> **WRITTEN INSTRUCTION**
Return every line below that contains the word "dark", copying each one in full.

> **EXERCISE INPUTS**
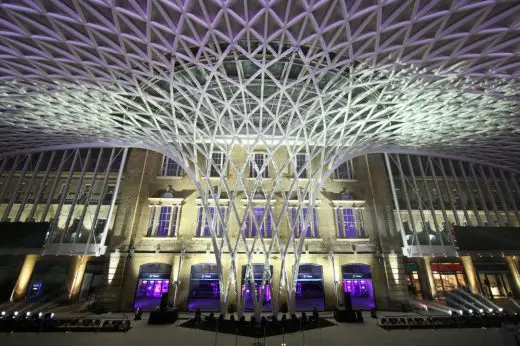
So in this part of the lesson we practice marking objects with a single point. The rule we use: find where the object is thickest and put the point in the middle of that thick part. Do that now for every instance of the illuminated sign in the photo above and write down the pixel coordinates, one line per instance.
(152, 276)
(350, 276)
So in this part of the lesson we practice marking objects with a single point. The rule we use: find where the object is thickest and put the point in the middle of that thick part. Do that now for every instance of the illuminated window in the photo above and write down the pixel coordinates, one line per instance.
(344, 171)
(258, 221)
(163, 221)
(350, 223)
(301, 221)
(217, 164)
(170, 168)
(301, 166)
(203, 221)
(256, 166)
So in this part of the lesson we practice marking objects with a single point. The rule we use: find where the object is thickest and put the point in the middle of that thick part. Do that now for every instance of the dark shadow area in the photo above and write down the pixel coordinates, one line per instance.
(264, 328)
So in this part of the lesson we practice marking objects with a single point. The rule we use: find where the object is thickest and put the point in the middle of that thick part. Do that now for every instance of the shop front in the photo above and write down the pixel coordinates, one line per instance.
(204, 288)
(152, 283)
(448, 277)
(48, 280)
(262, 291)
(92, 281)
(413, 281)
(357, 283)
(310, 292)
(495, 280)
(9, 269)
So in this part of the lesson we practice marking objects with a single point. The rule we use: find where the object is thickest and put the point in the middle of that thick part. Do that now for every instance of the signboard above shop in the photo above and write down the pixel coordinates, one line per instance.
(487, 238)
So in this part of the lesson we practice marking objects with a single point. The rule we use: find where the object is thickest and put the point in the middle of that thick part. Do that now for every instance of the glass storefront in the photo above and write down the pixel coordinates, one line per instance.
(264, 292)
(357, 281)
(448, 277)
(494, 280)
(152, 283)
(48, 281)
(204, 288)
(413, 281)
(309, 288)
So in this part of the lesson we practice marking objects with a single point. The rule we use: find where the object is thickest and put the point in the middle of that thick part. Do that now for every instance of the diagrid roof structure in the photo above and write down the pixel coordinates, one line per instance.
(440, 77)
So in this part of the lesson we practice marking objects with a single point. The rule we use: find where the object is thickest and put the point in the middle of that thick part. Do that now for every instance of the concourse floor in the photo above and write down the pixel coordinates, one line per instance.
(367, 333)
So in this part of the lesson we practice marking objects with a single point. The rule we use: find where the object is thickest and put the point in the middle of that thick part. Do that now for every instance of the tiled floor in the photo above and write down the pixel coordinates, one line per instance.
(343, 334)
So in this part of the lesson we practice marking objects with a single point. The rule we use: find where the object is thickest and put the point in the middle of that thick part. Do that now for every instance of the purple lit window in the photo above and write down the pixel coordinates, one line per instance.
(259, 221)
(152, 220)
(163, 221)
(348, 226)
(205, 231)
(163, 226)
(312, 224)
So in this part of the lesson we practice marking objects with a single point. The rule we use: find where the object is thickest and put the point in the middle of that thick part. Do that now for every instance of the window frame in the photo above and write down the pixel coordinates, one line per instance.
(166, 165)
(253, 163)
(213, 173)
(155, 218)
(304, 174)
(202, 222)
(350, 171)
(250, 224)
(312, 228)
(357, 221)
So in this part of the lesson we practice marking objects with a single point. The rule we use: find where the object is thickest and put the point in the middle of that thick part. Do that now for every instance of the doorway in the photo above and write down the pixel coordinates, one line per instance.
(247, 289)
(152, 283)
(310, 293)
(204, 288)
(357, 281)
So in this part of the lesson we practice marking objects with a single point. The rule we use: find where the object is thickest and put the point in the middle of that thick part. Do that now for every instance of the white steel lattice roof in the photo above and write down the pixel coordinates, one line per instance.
==
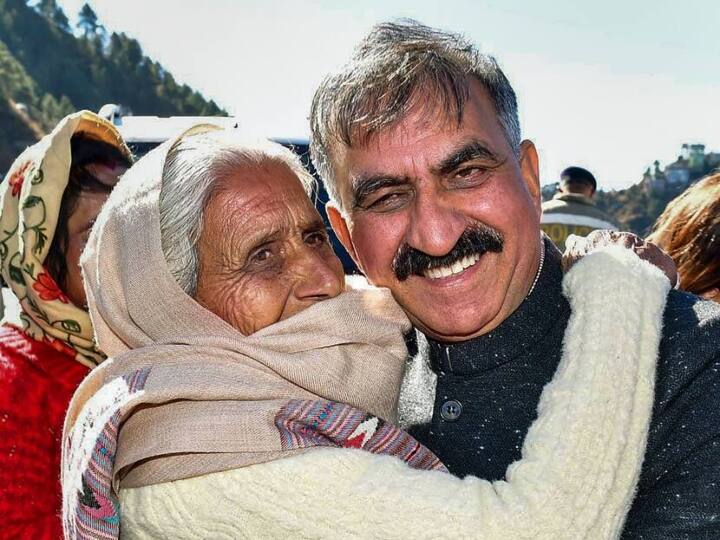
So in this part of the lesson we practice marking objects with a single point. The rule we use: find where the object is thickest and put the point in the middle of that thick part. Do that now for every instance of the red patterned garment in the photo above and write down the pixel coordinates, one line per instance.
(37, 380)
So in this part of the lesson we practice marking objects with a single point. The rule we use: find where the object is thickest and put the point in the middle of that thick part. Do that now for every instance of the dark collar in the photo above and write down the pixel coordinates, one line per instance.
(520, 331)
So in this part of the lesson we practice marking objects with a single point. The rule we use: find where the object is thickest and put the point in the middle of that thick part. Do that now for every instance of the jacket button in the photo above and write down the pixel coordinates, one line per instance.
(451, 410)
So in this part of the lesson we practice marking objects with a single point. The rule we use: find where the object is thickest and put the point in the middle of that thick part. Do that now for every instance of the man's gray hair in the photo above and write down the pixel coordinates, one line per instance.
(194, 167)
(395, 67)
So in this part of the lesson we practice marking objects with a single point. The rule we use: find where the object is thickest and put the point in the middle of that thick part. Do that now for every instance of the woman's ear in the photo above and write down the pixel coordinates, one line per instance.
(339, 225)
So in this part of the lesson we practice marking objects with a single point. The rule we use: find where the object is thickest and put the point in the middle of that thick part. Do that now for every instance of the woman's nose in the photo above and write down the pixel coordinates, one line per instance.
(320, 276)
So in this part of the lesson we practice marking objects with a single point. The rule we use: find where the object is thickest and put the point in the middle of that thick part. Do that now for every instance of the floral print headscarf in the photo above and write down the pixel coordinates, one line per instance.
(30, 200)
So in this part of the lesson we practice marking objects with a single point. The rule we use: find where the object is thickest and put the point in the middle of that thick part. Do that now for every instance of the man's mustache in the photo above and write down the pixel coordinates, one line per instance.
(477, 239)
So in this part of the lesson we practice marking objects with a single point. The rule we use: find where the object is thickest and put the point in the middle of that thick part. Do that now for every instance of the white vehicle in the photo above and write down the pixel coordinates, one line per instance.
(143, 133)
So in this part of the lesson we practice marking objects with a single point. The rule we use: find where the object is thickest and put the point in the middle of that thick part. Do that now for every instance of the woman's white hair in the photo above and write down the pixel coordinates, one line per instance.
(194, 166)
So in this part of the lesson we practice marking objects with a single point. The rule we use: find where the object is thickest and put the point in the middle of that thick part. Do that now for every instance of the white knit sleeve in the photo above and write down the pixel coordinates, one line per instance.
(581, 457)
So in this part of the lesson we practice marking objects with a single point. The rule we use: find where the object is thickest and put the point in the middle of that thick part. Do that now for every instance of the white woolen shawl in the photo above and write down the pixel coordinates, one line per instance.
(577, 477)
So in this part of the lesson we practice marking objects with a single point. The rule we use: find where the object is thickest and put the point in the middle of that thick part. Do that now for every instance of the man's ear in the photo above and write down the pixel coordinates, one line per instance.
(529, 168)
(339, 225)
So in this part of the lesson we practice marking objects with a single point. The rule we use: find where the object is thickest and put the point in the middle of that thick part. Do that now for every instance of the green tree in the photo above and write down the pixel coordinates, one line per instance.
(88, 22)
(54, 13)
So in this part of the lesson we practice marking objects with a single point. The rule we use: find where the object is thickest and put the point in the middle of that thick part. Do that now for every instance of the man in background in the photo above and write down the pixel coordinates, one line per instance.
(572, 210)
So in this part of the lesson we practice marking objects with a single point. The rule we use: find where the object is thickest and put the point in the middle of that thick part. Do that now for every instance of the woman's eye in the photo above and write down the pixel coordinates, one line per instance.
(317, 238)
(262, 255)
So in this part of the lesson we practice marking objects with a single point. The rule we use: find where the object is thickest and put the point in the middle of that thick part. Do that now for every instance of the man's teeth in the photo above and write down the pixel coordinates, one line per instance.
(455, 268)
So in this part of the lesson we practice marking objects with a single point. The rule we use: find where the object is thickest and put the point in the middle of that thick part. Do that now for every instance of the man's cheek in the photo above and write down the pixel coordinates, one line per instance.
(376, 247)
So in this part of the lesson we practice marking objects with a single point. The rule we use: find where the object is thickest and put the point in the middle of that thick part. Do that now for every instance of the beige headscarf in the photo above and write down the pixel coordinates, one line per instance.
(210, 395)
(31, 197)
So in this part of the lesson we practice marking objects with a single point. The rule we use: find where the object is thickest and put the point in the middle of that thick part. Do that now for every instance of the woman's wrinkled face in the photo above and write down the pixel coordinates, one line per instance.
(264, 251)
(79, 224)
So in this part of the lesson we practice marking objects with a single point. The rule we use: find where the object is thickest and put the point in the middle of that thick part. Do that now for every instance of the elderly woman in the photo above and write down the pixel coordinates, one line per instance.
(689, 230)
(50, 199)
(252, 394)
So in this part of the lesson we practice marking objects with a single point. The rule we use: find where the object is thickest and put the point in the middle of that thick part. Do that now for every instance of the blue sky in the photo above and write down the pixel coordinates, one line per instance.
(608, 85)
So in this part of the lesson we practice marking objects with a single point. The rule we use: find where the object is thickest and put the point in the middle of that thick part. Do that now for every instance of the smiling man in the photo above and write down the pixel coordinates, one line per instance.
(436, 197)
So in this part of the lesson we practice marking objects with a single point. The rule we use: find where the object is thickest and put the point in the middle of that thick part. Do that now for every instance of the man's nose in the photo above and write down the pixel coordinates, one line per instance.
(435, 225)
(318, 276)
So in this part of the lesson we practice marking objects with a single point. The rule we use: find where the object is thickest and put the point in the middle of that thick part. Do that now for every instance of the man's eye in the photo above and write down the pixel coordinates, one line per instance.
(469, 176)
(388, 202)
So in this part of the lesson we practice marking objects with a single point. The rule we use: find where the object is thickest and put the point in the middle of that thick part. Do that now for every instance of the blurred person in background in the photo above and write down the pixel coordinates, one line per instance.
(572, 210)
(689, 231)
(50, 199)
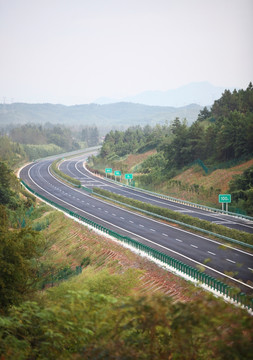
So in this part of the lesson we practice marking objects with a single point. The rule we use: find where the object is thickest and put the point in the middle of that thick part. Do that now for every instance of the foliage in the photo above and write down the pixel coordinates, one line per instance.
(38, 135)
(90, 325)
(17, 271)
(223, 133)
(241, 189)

> **PROBLEM SOLUTION**
So in this part of the lesson we practice marking objects with a single point. The rule we use: find where the object is thickest and put the point in the middle of that thick part. Do that now for every instance of the dark shadow area in the photo above and write down the pixel coordinates, one line per instance.
So in this part of the lesson we practice marking objects with a single point. The rule we use: find where the object is thickest and put the point in the middle of that thick part. Do that now for every instance of the dark collar in the photo above and write down the pixel coordinates, one line per instance.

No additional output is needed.